=== Source extract ===
---

Transport accident in Sweden

On 14 November 2025, a bus crashed in Stockholm, Sweden. The bus swerved across onto the sidewalk and rammed a bus stop at the Tekniska Högskolan station. Three people were killed and three others were injured in the accident.

== Course of events ==
The bus driver had been driving since 1:00 pm and was about to take a break when the accident occurred. At 3:20 pm, the bus drove unexpectedly onto the sidewalk and rammed six commuters, a bus stop, and several trees before crashing into a lamppost. The first emergency call to SOS Alarm was received at 3:24 pm, reporting of a bus accident at the Tekniska Högskolan station. The degree of damage was unclear at the time. The driver was arrested at the scene and was suspected of gross causing of death and bodily injury. Later that evening, SL had gone into state of readiness. Four people, including the driver, was transported to hospital during the evening. At 8:30 pm, the Swedish Police Authority confirmed that three people were killed by the accident.

---

=== Dataset ===

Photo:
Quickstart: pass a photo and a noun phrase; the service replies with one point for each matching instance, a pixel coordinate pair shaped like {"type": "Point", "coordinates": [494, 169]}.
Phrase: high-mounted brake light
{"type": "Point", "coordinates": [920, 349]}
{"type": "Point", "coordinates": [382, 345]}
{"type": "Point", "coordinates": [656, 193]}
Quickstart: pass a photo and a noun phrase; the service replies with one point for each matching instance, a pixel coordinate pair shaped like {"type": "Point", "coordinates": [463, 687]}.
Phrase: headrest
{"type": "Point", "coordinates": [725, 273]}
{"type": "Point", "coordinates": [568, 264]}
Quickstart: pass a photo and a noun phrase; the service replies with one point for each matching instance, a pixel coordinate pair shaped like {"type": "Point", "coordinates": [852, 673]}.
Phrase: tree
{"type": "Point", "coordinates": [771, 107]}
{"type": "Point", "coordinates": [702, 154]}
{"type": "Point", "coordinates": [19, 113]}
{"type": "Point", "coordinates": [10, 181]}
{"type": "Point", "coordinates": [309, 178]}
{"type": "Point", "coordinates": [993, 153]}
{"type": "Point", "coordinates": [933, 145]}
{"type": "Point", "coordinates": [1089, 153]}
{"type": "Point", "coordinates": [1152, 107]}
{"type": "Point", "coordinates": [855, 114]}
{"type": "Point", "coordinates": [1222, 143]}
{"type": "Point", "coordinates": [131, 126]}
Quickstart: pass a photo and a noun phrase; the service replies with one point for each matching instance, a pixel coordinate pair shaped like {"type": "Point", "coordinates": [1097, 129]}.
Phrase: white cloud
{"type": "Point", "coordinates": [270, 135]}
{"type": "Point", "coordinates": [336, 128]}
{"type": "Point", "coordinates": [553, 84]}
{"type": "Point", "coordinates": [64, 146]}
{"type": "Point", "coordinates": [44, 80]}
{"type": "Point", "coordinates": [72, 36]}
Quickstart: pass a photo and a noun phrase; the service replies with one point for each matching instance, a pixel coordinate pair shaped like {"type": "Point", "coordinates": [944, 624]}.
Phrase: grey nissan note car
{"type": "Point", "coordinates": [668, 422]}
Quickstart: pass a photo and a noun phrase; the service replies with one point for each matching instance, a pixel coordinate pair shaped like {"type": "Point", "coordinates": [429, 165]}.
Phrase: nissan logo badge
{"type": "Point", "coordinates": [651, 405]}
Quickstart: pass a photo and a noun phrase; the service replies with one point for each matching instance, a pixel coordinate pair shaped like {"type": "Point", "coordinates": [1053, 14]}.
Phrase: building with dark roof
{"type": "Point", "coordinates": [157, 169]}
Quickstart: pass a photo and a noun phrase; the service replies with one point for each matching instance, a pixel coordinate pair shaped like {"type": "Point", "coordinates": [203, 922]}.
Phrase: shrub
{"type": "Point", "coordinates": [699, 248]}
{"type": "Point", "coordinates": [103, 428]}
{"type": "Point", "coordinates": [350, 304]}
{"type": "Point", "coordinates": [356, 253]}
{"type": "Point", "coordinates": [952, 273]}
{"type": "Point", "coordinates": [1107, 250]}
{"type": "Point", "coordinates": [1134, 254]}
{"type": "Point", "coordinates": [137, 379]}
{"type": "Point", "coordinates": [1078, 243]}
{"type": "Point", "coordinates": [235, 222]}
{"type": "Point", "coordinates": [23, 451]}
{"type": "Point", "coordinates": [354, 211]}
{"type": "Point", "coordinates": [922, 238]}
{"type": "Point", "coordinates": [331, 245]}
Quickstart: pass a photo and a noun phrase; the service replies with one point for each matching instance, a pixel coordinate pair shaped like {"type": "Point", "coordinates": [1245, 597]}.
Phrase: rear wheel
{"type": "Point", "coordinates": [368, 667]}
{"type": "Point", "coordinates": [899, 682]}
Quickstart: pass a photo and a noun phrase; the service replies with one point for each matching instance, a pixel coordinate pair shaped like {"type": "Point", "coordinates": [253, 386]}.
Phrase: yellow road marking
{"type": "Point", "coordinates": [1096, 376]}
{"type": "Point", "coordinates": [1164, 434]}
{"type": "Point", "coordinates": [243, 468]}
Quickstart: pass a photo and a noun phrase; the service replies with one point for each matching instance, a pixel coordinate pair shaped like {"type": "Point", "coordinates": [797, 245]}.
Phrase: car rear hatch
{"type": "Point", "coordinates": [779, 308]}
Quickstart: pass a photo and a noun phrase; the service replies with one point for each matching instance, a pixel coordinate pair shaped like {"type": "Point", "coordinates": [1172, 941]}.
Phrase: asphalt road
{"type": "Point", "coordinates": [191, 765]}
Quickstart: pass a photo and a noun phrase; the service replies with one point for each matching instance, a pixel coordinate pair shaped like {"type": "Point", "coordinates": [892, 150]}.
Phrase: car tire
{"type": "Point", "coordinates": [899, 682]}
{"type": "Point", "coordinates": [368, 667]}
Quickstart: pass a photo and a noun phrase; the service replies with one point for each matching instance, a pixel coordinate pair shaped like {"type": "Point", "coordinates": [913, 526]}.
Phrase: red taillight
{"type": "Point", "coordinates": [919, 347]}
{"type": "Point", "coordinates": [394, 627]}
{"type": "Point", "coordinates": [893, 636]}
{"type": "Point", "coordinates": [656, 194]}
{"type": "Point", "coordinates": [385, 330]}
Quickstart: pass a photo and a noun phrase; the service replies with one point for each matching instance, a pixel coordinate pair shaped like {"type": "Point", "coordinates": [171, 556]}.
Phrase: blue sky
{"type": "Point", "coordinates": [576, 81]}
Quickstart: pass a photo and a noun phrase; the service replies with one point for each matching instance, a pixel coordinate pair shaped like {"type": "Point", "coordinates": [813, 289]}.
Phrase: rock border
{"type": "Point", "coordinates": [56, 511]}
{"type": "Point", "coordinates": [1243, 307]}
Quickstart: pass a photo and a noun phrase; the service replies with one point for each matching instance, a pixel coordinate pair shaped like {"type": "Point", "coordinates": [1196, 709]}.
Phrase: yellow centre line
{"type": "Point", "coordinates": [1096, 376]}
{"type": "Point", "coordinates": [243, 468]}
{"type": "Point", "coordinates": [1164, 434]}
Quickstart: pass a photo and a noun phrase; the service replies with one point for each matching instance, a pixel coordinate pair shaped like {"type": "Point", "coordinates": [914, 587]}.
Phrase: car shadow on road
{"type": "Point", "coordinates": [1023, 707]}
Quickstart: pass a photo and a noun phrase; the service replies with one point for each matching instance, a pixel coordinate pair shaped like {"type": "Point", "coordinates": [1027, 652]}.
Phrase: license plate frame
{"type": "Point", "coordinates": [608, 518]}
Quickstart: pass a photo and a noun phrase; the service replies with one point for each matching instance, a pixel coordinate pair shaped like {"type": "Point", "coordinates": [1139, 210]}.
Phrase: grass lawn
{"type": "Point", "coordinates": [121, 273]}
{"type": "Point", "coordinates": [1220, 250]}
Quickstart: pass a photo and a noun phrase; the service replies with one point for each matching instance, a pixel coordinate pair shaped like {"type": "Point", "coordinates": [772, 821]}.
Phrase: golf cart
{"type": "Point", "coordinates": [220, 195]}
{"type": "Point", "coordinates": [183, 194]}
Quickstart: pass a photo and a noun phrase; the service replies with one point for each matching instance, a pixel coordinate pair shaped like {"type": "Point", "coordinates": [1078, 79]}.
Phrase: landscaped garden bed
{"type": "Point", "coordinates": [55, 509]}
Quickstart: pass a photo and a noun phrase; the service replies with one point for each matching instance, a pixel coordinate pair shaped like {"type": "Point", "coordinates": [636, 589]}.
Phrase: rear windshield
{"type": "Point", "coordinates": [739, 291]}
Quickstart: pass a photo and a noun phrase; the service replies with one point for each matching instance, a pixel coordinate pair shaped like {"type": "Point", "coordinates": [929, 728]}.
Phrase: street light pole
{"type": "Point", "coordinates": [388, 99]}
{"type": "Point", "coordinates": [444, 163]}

---

=== Using the information ===
a: According to the Stockholm bus crash account, at what time was the first emergency call to SOS Alarm received?
b: Resume the Stockholm bus crash account, starting right after its final sentence.
Nothing in the listing is needed here.

=== Answers for this exercise ===
a: 3:24 pm.

b:
== Aftermath ==
The cause of the accident is still unknown and under investigation. SL and Transdev confirmed that the vehicle involved was a Volvo 9700 DD double-decker bus, which had been operating on Line 676 shortly before, and had approved vehicle inspection. After the accident, the Swedish Accident Investigation Authority was summoned to investigate the vehicle. The following day, the arrested driver was subsequently released; but suspicions of crime still remained, and Prime Minister Ulf Kristersson and his wife visited the site to honor the victims later on the evening. A week after the accident, prosecutors announced that no indication that the driver had acted intentionally.